# TASK TO COMPLETE
Write the next part of the cluster mailing-list post below about a frozen Xen service that cannot be unfrozen, starting right after its final quoted sentence.

# EXCERPTED TEXT
** Start **
[Linux-cluster] Re: clusvcadm -U returns "Temporary failure" on vm service

Thu Nov 5 23:11:32 UTC 2009

I have dug a little deeper on this:

in rg_state.c the function _svc_freeze( ... ) the switch checking for  
the service status only lists as valid RG_STATE_ 
{STOPPED,STARTED,DISABLED}

Based on the output of clustat my services are in RG_STATE_MIGRATE

Which means execution fails over to the default case which unlocks the  
group and returns RG_EAGAIN which is generating the "Temporary  
failure; try again" note below.

What this means is that it is possible, given the scenario outlined  
below to have a service in the "migrating" state with the frozen flag  
set.  Once this state is entered the rg can no longer be unfrozen  
because the unfreeze code expects it to eventually undergo a state  
change at which point you can unfreeze it.  Problem is now that it's  
frozen it can't be stopped, disabled, etc. and so I can't force a  
state change.

I saw reference to a patch to prevent migration of frozen groups, but  
either I'm not using that release of the code or it doesn't apply to  
the situation I outlined below.

--AB

On Nov 3, 2009, at 1:03 PM, Aaron Benner wrote:

> All,
>
> I have a problem that I can't find documentation on and has me  
> baffled.
>
> I have a 3 node cluster running xen with multiple domU enabled as  
> cluster services.  The individual services are set to have a node  
> affinity using resource groups (see cluster.conf below) and live  
> migration is enabled.
>
> I had migrated two domU off of one of the cluster nodes in  
> anticipation of a power-cycle and network reconfig.  Before bringing  
> up the node that had been reconfigured I froze (clusvcadm -Z ...)  
> the domU in question so that when the newly reconfigured node came  
> up they would not migrate back to their preferred host, or at least  
> that's what I *THOUGHT* -Z would do.
** End **
# INFORMATION GIVEN
** Start **
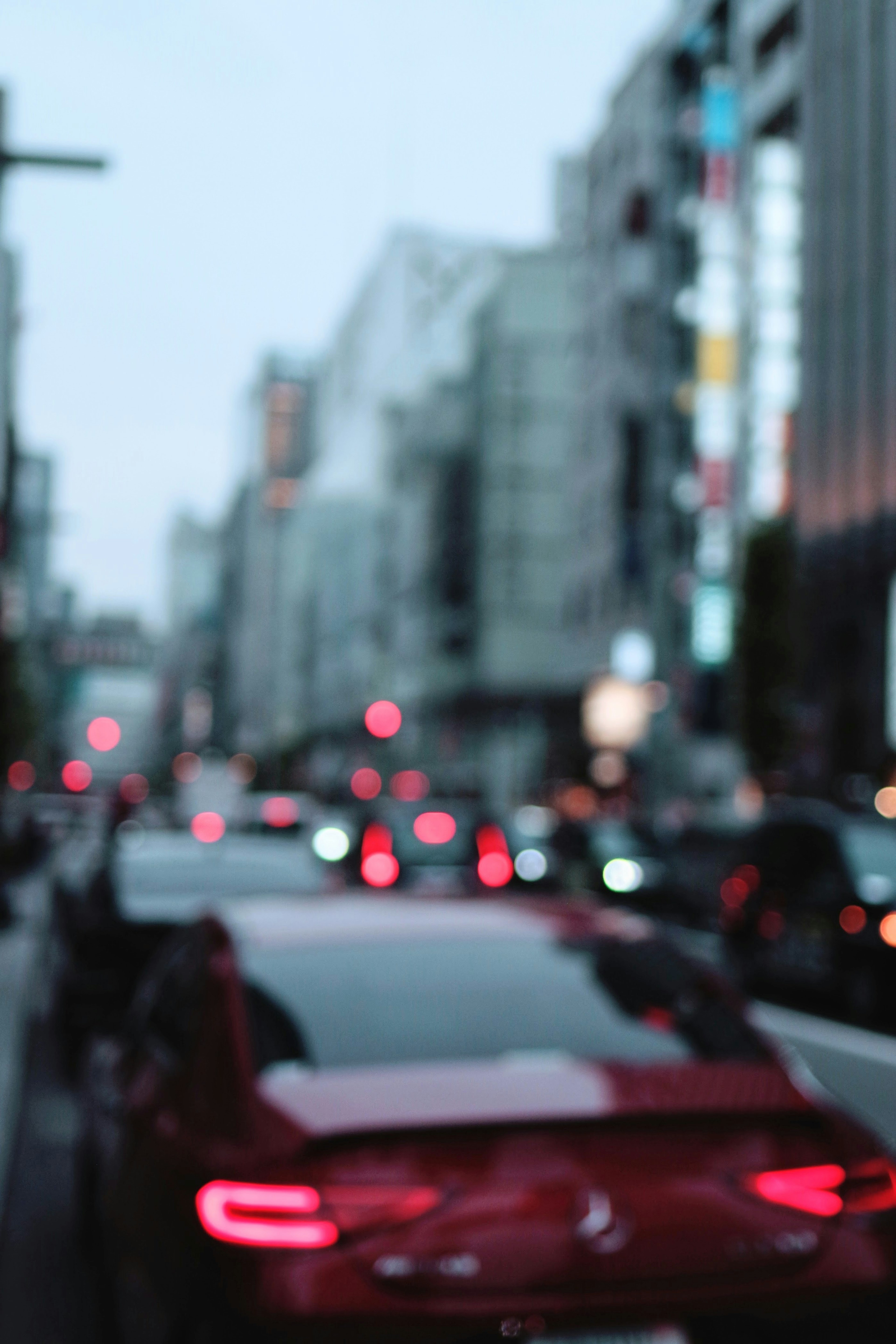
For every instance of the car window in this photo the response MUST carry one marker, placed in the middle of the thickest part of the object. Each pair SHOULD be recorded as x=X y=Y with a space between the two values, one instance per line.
x=398 y=1002
x=871 y=854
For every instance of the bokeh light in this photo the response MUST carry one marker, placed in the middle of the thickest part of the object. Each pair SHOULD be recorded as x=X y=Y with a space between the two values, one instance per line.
x=852 y=919
x=379 y=870
x=366 y=784
x=77 y=776
x=886 y=802
x=135 y=788
x=331 y=845
x=623 y=875
x=495 y=869
x=434 y=827
x=207 y=827
x=104 y=734
x=21 y=776
x=242 y=768
x=383 y=719
x=409 y=786
x=531 y=865
x=186 y=768
x=280 y=812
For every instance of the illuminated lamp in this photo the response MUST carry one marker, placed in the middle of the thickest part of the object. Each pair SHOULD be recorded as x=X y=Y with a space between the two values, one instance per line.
x=495 y=867
x=280 y=812
x=434 y=827
x=77 y=776
x=207 y=827
x=383 y=719
x=21 y=776
x=366 y=784
x=104 y=734
x=135 y=788
x=852 y=919
x=409 y=786
x=186 y=768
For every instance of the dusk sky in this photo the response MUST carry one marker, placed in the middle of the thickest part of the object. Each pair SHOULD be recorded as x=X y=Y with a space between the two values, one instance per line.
x=260 y=151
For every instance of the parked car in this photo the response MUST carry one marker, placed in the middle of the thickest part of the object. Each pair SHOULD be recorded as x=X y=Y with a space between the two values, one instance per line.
x=811 y=905
x=389 y=1119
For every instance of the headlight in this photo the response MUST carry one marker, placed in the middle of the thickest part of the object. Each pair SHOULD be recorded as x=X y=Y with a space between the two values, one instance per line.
x=623 y=875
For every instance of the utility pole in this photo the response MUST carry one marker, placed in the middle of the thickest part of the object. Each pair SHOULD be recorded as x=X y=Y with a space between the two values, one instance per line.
x=18 y=159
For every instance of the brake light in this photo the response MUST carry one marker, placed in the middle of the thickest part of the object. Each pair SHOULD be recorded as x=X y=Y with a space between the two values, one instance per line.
x=264 y=1216
x=279 y=1216
x=813 y=1190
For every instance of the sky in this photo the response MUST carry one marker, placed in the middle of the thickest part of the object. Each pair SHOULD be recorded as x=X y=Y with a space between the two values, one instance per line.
x=261 y=150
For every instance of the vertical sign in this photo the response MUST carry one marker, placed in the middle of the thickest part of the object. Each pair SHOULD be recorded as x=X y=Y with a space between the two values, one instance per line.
x=715 y=433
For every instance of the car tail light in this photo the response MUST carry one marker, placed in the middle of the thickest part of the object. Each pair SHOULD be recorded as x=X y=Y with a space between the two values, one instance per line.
x=281 y=1216
x=830 y=1190
x=264 y=1216
x=495 y=867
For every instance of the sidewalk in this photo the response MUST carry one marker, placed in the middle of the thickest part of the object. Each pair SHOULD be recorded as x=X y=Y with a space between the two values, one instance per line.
x=19 y=952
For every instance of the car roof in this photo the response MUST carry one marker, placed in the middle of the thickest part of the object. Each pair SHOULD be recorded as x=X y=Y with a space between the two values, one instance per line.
x=288 y=923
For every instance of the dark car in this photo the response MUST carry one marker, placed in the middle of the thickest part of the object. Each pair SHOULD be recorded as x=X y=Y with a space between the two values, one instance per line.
x=370 y=1119
x=811 y=905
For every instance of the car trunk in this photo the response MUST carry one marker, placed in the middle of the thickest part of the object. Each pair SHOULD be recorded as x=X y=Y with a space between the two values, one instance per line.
x=546 y=1186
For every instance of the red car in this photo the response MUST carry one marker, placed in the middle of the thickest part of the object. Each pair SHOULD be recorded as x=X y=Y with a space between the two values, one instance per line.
x=370 y=1119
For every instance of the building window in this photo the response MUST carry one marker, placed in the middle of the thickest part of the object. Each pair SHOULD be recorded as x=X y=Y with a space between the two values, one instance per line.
x=635 y=444
x=782 y=33
x=637 y=216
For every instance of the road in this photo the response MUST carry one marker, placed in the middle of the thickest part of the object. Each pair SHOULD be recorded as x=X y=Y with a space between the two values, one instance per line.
x=46 y=1287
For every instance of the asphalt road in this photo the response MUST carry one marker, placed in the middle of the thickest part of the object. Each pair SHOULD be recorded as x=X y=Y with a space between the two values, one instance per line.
x=46 y=1284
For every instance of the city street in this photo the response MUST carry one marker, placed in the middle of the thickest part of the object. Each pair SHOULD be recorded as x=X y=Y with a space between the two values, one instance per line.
x=48 y=1292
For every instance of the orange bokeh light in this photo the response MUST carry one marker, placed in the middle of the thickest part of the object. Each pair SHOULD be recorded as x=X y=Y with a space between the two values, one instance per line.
x=366 y=784
x=21 y=776
x=104 y=734
x=409 y=786
x=77 y=776
x=135 y=788
x=207 y=827
x=383 y=719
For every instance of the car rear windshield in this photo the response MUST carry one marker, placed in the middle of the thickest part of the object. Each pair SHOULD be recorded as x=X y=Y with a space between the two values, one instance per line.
x=390 y=1003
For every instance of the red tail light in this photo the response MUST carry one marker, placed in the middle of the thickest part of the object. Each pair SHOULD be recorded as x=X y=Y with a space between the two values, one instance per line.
x=495 y=866
x=870 y=1187
x=264 y=1216
x=279 y=1216
x=379 y=866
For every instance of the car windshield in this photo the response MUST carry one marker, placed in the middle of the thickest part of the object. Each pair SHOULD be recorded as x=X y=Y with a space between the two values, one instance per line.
x=453 y=999
x=871 y=851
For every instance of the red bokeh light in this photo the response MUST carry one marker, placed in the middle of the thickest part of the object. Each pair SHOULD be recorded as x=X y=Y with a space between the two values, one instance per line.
x=852 y=919
x=734 y=892
x=280 y=812
x=409 y=786
x=366 y=784
x=207 y=827
x=495 y=869
x=434 y=827
x=77 y=776
x=383 y=719
x=135 y=788
x=104 y=734
x=186 y=768
x=21 y=776
x=379 y=870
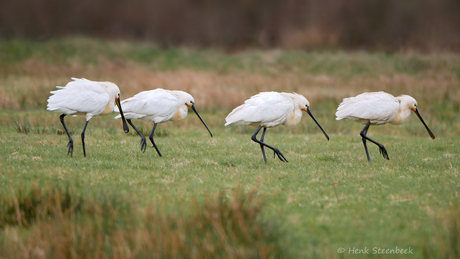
** End **
# REPLY
>
> I booted up reconfigured node, and ignoring their frozen state the  
> rgmanager on the rebooting node initiated a migration of the domUs.   
> The migration finished and the virtuals resumed operation on the  
> reconfigured host.  The problem is now rgmanager is showing those  
> resrouce groups as having state "migrating" (even though there are  
> no migration processes still active) and clusvcadm -U ... returns  
> the following:
>
> "Local machine unfreezing vm:SaturnE...Temporary failure; try again"
>
> I get this message on all of the cluster nodes.  I'm not sure if  
> this is coming from clusvcadm, vm.sh, or some other piece of the  
> cluster puzzle.  Is there any way to get rgmanager to realize that  
> these resource groups are no longer migrating and as such can be  
> unfrozen?  Is that even my problem?  Can I fix this with anything  
> other than a complete power down of the cluster (disaster)?
>
> --AB
> <?xml version="1.0"?>
> <cluster alias="plieadies" config_version="66" name="plieadies">
>        <fence_daemon clean_start="0" post_fail_delay="0"  
> post_join_delay="180"/>
>        <clusternodes>
>                <clusternode name="plieadies3.atmexpress.com"  
> nodeid="1" votes="1">
>                        <fence>
>                                <method name="1">
>                                        <device name="switchedpdu2"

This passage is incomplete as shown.